La campagne électorale du Conseil français du culte musulman et des Conseils régionaux du culte musulman subit encore les foudres des caprices de ses prétendants. Mais cette fois, il n’est pas question de débats d’idées ou de confrontation des programmes mais de batailles au sein des organisations. Après la Fédération national de la grande mosquée de Paris (FNGMP), c’est au tour de l’Union des Organisations Islamiques de France (U.O.I.F) d’opérer peut-être un revirement. La deuxième plus grosse organisation en France menace de boycotter les élections prévues les 8 et 22 juin prochain. Annoncé le 28 mai dernier par son vice-président Fouad Alaoui, ce retrait pourrait peser lourd sur les résultats du scrutin. Les membres de l’U.O.I.F doivent se réunir samedi 31 mai afin d’adopter une position commune. Selon le site Internet CFCM.TV [site indépendant du CFCM et dirigé par Benabdellah SOUFARI, président du CRCM Alsace, ndrl ] et l’Agence France Presse (AFP), Lhaj Thami Breze, président de l’U.O.I.F et actuel président du CRCM Ile-de-France Centre, souhaiterait rester dans la course pour « faire valoir la représentativité du mouvement ». Fouad Alaoui contesterait quant à lui « le mode de fonctionnement et l’utilité même » de l’instance nationale. Au niveau régional, les annonces de retraits se succèdent depuis des semaines. Le dernier en date : celui de la mosquée de Cannes (Alpes-Maritimes) qui accueille 600 fidèles. Elle dénonce notamment « la paralysie progressive des instances régionales des CRCM». Début mai, en accord avec la FNMGP, la mosquée de Châtellerault (Vienne) qui accepte environ 230 fidèles, gelait sa participation à cause « des critères de représentativité ». Du côté des fédérations, la Fédération nationale des musulmans de France (FNMF) a annoncé aussi son boycott électoral car pour elle, un « CFCM privé d'une de ses composantes fondatrices est un CFCM voué à un échec certain. »

» OBJECTIF DE L'EXERCICE: Reprenez sous forme de liste le paragraphe de l'article sur les élections du CFCM qui commence par « La campagne électorale du Conseil français du culte musulman », en gardant ses faits principaux.

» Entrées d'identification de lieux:
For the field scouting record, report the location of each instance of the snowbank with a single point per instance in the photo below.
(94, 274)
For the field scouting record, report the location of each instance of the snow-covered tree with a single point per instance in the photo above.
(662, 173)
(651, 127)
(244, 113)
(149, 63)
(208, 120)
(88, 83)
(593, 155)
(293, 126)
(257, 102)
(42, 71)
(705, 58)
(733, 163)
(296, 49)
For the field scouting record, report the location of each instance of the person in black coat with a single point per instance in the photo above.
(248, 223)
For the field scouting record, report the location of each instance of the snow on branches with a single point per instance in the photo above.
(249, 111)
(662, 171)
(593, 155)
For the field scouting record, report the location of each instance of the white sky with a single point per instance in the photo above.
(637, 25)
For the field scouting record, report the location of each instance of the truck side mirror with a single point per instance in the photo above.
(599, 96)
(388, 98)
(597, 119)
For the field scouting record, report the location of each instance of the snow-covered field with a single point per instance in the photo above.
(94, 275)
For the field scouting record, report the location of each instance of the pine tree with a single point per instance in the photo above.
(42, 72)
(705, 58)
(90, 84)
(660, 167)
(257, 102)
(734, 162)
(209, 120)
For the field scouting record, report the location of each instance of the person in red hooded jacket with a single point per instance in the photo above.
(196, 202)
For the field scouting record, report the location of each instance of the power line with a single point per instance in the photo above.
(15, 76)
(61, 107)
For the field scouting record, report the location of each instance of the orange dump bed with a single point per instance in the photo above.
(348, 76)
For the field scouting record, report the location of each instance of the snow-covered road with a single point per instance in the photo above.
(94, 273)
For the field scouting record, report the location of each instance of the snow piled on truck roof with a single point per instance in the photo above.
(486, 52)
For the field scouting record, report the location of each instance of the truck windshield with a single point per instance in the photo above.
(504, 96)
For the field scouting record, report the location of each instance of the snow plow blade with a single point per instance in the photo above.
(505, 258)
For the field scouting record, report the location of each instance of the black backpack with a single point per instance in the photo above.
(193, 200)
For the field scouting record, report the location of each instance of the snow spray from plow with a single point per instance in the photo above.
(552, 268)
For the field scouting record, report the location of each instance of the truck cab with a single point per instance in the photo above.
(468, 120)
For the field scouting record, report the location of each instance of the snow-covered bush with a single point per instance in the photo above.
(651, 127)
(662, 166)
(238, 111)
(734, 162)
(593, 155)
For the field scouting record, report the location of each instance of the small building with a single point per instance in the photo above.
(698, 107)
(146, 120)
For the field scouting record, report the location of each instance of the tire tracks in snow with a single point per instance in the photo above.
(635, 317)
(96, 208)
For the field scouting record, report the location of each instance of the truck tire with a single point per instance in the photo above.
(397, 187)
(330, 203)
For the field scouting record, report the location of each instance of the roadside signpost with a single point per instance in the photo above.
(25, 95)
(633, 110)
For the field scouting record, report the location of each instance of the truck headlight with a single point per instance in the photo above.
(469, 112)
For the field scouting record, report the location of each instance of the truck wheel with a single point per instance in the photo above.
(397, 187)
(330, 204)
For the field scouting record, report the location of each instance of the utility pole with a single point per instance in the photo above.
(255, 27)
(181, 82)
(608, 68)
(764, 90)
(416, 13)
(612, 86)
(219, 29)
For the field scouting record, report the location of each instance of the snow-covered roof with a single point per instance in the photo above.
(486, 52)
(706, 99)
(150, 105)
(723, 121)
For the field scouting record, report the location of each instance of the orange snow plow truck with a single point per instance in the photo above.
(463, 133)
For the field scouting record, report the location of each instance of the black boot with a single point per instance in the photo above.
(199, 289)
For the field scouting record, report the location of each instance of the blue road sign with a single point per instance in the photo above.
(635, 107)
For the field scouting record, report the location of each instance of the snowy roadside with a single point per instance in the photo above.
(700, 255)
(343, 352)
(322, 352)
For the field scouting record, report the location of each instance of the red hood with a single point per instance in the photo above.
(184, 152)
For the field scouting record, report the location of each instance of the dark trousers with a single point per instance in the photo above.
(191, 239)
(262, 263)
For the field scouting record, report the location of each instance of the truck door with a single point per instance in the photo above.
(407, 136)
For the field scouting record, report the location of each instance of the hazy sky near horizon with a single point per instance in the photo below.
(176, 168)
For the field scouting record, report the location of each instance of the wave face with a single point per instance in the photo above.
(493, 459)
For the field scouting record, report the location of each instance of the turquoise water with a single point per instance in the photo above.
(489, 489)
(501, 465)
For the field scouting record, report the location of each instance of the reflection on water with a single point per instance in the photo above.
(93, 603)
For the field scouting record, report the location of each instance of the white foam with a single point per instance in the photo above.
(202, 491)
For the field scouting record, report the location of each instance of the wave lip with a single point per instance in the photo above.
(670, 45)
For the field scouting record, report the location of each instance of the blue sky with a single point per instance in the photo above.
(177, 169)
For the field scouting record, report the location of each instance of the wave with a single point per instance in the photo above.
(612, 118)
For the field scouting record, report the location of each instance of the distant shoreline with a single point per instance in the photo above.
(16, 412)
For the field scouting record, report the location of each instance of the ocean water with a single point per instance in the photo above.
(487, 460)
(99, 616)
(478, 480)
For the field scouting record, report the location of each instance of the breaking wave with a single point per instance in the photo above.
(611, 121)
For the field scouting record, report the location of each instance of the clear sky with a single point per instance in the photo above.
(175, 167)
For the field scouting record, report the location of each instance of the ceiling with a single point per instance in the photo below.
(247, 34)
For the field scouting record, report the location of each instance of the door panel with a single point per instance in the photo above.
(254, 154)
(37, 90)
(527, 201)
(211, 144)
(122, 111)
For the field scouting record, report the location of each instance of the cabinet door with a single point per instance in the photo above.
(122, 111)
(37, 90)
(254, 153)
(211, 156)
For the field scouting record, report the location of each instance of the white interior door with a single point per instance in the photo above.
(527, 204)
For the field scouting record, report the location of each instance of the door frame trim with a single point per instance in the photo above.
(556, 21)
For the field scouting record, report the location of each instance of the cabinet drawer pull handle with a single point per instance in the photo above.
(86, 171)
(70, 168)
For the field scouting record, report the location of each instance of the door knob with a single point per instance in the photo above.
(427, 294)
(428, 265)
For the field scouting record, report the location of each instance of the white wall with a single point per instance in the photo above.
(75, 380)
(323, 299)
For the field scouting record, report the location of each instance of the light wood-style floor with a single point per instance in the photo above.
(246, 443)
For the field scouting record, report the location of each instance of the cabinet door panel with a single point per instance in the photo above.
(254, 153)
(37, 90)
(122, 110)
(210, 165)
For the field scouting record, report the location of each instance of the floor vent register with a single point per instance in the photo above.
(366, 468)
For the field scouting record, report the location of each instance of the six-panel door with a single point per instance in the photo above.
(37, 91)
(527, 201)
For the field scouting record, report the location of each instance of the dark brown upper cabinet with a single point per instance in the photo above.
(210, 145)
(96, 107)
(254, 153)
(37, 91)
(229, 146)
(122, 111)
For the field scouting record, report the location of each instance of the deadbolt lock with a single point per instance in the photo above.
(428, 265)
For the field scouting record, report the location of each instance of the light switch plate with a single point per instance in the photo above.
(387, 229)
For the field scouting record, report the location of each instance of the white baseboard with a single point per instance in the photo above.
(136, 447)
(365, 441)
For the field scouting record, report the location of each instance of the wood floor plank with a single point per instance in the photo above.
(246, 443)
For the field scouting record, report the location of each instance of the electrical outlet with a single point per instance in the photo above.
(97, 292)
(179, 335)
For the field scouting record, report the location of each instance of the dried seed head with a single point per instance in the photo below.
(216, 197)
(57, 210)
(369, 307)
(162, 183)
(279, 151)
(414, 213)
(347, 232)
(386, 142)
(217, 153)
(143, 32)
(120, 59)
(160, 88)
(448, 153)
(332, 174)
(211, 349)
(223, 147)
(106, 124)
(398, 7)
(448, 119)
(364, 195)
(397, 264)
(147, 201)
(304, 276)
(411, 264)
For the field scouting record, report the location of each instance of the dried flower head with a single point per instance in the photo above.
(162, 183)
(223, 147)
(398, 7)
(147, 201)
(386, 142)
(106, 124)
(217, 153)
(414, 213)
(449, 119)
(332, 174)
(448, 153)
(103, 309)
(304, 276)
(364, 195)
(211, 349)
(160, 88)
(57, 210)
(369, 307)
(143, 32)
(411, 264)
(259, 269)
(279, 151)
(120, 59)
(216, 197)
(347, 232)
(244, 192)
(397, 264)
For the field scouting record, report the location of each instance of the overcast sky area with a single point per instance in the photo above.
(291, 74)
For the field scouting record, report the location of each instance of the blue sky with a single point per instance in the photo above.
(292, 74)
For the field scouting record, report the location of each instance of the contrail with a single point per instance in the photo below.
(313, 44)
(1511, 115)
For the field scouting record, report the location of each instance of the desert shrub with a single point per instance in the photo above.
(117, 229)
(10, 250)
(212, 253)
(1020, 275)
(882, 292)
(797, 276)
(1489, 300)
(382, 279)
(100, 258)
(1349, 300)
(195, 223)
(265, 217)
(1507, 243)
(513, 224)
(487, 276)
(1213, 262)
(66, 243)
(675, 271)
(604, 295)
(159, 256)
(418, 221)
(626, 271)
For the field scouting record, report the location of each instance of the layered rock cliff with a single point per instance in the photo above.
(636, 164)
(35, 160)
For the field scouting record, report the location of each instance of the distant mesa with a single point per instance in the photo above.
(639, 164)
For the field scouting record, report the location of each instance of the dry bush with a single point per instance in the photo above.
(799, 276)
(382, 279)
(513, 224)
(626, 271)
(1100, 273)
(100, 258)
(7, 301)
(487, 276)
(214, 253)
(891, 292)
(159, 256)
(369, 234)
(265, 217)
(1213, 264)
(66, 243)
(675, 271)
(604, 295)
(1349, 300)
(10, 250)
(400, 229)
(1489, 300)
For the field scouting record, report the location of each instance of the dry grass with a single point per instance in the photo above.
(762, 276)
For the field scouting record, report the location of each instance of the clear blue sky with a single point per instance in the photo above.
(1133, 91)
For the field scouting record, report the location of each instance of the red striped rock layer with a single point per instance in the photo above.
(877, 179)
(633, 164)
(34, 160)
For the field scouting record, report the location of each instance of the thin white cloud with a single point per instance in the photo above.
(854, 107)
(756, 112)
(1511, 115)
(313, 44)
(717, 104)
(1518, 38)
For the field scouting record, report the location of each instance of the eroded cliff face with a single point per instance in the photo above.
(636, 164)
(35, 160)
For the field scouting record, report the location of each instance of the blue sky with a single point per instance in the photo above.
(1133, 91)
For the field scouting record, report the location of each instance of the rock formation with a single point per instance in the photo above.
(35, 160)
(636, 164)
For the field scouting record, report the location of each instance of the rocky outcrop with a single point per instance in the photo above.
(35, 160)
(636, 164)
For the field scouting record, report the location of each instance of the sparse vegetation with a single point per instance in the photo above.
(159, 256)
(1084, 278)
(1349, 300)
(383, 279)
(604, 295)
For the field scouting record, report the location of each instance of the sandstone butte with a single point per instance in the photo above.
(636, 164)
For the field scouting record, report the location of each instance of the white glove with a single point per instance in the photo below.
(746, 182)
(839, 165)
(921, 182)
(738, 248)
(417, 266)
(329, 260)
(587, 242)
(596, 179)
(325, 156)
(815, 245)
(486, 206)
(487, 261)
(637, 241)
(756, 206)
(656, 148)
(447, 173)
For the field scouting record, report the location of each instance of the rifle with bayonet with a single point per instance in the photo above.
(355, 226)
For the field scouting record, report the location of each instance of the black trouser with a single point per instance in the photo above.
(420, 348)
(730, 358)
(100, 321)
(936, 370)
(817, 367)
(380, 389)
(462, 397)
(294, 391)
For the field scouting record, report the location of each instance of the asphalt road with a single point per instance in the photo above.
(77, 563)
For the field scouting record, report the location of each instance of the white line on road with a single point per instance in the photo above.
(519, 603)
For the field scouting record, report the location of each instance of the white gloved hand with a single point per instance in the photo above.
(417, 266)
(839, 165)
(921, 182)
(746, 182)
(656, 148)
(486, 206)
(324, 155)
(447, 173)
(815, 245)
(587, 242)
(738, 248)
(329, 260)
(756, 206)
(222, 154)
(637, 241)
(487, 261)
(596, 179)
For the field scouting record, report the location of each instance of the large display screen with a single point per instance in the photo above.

» RÉSULTAT DE L'EXERCICE:
- Les élections du CFCM et des CRCM sont marquées par des conflits internes aux organisations, et non par des débats d'idées.
- Après la Fédération nationale de la grande mosquée de Paris, l'UOIF, deuxième organisation de France, menace de boycotter le scrutin des 8 et 22 juin.
- Ce retrait, annoncé le 28 mai par le vice-président Fouad Alaoui, pourrait peser lourd sur les résultats. Les membres de l'UOIF se réunissent le samedi 31 mai pour adopter une position commune.
- D'après CFCM.TV et l'AFP, le président de l'UOIF, Lhaj Thami Breze, voudrait rester dans la course. Fouad Alaoui contesterait le fonctionnement et l'utilité de l'instance nationale.
- Au niveau régional, les retraits se succèdent. La mosquée de Cannes (600 fidèles) se retire et dénonce la paralysie des CRCM. Début mai, la mosquée de Châtellerault (environ 230 fidèles) a gelé sa participation à cause des critères de représentativité.
- La FNMF boycotte aussi le scrutin. Pour elle, un CFCM privé d'une de ses composantes fondatrices est voué à l'échec.